Ziel der Übung – Schreib aus dem Text über medizinische Daten alles von „Das Krankenhaus von“ bis hinunter zu „Gesundheitsversorgung der Zukunft?“ wortgetreu ab.

Medizinische Daten als Geschäftsmodell

  • Medizinische Daten als Geschäftsmodell – Story

Das Krankenhaus von morgen

Krankheiten verhindern statt sie zu heilen: Darin wird in Zukunft die Kernkompetenz der Krankenhäuser liegen. Zumindest, wenn die Prognosen von Prof. Dr. David Matusiewicz eintreffen. Der Dekan des Bereichs Gesundheit & Soziales der Hochschule für Oekonomie und Management (FOM) ist überzeugt, dass die Verfügbarkeit medizinischer Daten das Geschäftsmodell „Krankenhaus“ grundsätzlich auf den Kopf stellen wird. Worauf sich die Häuser seiner Meinung nach einstellen müssen, verrät er im Interview.

Welche Rolle spielen medizinische Daten für die Gesundheitsversorgung der Zukunft?

Medizinische Daten sind die Währung von morgen – und entsprechend relevant für das wirtschaftliche Überleben der Leistungserbringer. Während sich Krankenhäuser heute Gedanken über Landesbasisfallwerte machen, werden künftige Geschäftsmodelle auf dem Vorhandensein medizinischer Daten aufsetzen und darauf, das aus ihnen gewonnene Wissen zu adaptieren. Aber nicht nur Krankenhäuser, sondern auch Versicherer und die Patienten selbst werden mit medizinischen Daten Geld verdienen. Schon heute gibt es Unternehmen, die Menschen Bares für ihre Gesundheitsdaten bieten. Keine Kryptowährungen oder Ähnliches, sondern ganz konkrete Euro-Beträge. Diese realen Geldwerte machen es für Nutzer von zum Beispiel Fitnessuhren attraktiv, ihre Daten zu teilen.

Vorliegende Einträge –
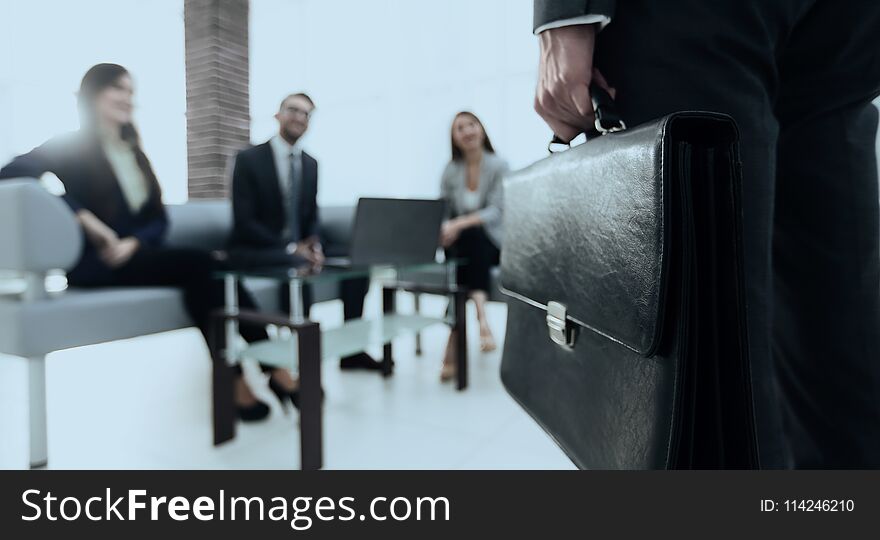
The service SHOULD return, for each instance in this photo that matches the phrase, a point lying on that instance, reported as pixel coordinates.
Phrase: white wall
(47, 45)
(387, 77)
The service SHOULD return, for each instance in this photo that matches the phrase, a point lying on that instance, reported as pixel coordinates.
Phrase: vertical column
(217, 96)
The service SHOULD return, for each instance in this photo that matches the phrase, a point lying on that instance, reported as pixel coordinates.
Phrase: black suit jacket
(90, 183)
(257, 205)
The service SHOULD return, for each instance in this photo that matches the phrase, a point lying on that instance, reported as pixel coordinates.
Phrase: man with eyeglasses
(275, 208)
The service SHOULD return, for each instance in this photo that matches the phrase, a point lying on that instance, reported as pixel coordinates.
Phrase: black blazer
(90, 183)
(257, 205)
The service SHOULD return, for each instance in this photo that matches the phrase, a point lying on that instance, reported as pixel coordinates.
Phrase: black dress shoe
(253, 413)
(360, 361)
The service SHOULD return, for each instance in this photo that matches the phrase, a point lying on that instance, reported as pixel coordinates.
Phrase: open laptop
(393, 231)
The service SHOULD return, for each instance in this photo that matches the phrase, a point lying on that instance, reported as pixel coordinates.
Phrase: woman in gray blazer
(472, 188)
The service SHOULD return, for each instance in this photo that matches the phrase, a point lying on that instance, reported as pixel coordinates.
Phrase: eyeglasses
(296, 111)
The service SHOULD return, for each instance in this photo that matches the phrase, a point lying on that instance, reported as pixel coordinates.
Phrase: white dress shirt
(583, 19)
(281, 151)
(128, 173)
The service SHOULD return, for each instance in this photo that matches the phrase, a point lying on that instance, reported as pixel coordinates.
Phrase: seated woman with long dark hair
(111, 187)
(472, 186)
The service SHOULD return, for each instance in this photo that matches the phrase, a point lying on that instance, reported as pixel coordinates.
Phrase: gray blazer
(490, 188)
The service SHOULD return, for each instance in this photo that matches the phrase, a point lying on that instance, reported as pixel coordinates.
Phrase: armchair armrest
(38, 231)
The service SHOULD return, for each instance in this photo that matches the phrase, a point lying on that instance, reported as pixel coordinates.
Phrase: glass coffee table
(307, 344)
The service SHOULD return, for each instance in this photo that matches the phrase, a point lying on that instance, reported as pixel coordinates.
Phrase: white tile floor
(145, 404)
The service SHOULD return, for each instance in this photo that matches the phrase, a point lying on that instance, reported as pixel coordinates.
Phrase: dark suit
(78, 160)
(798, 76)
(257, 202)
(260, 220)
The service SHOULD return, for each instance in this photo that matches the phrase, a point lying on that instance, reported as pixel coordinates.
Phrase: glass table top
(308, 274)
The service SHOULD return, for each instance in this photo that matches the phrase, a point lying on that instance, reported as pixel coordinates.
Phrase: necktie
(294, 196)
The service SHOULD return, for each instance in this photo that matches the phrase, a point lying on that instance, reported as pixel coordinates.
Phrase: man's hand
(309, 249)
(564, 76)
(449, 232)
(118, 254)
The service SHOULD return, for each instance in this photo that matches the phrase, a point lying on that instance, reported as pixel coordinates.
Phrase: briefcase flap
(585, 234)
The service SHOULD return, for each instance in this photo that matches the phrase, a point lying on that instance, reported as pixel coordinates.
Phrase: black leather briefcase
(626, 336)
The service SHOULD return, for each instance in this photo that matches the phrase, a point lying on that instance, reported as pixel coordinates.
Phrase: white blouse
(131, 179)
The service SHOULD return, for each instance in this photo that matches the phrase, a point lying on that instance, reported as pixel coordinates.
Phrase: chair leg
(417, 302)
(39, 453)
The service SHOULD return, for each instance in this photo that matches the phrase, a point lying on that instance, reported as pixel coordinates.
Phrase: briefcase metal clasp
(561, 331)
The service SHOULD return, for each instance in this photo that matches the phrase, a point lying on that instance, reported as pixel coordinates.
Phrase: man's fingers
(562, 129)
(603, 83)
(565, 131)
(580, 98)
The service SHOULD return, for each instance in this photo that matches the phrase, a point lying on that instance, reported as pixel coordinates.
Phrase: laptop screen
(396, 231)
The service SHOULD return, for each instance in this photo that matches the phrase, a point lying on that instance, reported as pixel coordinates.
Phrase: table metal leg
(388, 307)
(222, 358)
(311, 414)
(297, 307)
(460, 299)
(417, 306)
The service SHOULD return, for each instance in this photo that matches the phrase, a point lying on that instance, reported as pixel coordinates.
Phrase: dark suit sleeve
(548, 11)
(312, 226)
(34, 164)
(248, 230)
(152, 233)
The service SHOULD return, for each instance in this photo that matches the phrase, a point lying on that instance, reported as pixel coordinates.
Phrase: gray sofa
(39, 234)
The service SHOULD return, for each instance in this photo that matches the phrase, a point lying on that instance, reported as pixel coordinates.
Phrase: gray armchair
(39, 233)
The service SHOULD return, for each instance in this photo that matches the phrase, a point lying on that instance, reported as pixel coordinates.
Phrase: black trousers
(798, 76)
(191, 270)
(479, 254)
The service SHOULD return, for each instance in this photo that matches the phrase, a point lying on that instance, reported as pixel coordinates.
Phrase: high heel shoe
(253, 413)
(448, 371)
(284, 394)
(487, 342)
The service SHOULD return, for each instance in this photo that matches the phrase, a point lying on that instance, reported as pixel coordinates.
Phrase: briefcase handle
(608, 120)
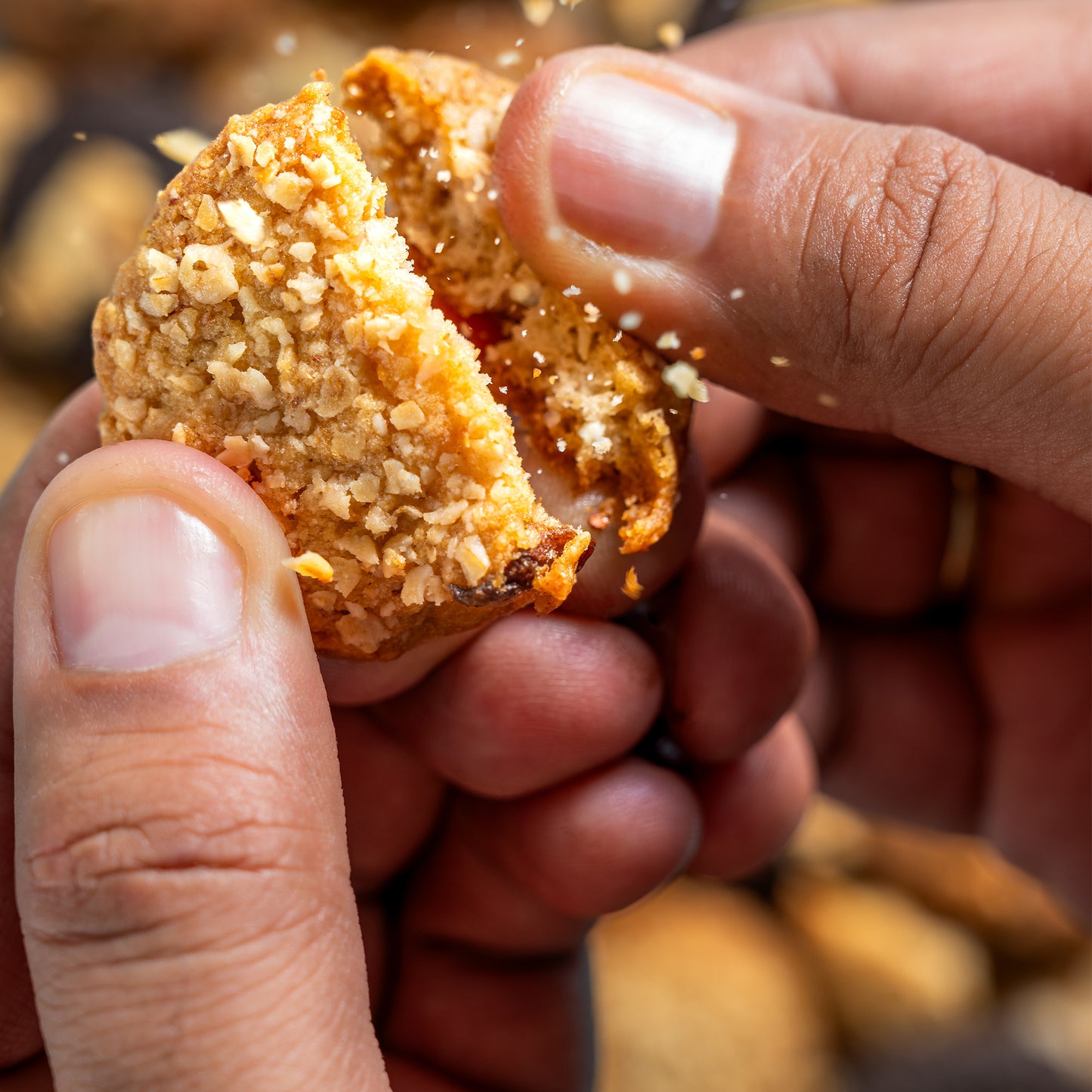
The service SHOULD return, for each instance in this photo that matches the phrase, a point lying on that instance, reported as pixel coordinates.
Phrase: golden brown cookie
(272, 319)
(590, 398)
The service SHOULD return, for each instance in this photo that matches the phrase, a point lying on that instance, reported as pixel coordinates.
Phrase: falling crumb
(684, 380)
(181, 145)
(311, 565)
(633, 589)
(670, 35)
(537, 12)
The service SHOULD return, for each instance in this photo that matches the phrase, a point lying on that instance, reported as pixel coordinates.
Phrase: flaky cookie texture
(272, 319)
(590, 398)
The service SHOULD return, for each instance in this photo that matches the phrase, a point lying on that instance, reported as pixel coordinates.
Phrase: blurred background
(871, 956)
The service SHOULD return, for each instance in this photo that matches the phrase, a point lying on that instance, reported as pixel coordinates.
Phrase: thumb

...

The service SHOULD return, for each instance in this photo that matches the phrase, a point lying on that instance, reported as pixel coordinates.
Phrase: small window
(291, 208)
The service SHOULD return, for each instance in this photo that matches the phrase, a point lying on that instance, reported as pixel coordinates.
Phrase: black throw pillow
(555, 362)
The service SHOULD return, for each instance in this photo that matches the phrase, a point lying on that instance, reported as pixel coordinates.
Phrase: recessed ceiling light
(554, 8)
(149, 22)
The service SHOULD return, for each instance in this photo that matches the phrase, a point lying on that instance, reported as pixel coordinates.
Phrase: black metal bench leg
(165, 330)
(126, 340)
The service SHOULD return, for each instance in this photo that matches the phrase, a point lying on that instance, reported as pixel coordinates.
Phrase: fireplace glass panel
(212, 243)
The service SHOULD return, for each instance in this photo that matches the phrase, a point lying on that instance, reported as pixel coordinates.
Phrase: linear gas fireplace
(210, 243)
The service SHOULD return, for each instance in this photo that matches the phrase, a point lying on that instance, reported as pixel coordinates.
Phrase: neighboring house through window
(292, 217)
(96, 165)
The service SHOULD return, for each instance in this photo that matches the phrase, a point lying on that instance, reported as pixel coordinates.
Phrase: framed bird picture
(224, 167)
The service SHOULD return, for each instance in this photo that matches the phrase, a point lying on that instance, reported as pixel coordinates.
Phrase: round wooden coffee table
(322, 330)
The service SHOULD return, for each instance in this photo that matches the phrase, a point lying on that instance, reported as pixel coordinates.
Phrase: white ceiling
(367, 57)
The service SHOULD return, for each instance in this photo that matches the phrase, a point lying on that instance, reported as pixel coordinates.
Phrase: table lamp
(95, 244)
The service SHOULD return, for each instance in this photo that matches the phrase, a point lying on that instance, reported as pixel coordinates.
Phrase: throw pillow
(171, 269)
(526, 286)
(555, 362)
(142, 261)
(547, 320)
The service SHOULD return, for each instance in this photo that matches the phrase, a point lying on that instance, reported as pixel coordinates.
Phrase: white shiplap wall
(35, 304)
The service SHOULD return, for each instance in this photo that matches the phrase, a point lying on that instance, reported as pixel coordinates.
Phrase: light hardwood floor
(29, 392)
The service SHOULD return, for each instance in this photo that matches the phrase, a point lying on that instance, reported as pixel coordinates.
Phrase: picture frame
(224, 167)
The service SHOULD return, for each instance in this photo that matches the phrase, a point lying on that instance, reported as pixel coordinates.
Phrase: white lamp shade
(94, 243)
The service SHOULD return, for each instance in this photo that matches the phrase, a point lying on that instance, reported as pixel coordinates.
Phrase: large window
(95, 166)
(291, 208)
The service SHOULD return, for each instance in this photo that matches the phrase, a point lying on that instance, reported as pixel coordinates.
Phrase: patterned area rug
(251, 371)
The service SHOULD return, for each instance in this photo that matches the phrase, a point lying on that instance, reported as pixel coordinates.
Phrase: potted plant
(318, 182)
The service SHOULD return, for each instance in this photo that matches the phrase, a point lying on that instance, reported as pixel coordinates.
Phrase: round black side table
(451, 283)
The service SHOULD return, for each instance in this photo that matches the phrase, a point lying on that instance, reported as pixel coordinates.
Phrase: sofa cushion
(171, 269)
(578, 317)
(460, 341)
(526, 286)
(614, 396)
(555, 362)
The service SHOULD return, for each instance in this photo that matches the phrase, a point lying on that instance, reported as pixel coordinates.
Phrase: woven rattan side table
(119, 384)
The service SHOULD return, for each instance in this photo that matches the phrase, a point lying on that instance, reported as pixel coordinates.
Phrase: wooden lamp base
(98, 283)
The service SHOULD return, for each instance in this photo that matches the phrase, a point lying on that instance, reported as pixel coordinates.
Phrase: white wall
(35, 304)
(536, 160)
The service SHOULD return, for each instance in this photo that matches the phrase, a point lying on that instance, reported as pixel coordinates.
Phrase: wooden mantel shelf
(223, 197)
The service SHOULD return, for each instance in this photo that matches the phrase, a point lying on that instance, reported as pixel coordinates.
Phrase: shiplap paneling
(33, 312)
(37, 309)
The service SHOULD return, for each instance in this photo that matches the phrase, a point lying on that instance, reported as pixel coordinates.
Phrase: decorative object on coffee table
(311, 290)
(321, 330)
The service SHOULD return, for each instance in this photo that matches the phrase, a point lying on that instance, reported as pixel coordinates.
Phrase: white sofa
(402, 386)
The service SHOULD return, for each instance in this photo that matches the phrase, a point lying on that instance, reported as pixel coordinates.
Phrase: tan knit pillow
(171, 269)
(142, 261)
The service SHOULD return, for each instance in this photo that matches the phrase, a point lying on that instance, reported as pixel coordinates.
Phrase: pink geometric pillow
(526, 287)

Ergebnis der Übung –
Das Krankenhaus von morgen

Krankheiten verhindern statt sie zu heilen: Darin wird in Zukunft die Kernkompetenz der Krankenhäuser liegen. Zumindest, wenn die Prognosen von Prof. Dr. David Matusiewicz eintreffen. Der Dekan des Bereichs Gesundheit & Soziales der Hochschule für Oekonomie und Management (FOM) ist überzeugt, dass die Verfügbarkeit medizinischer Daten das Geschäftsmodell „Krankenhaus“ grundsätzlich auf den Kopf stellen wird. Worauf sich die Häuser seiner Meinung nach einstellen müssen, verrät er im Interview.

Welche Rolle spielen medizinische Daten für die Gesundheitsversorgung der Zukunft?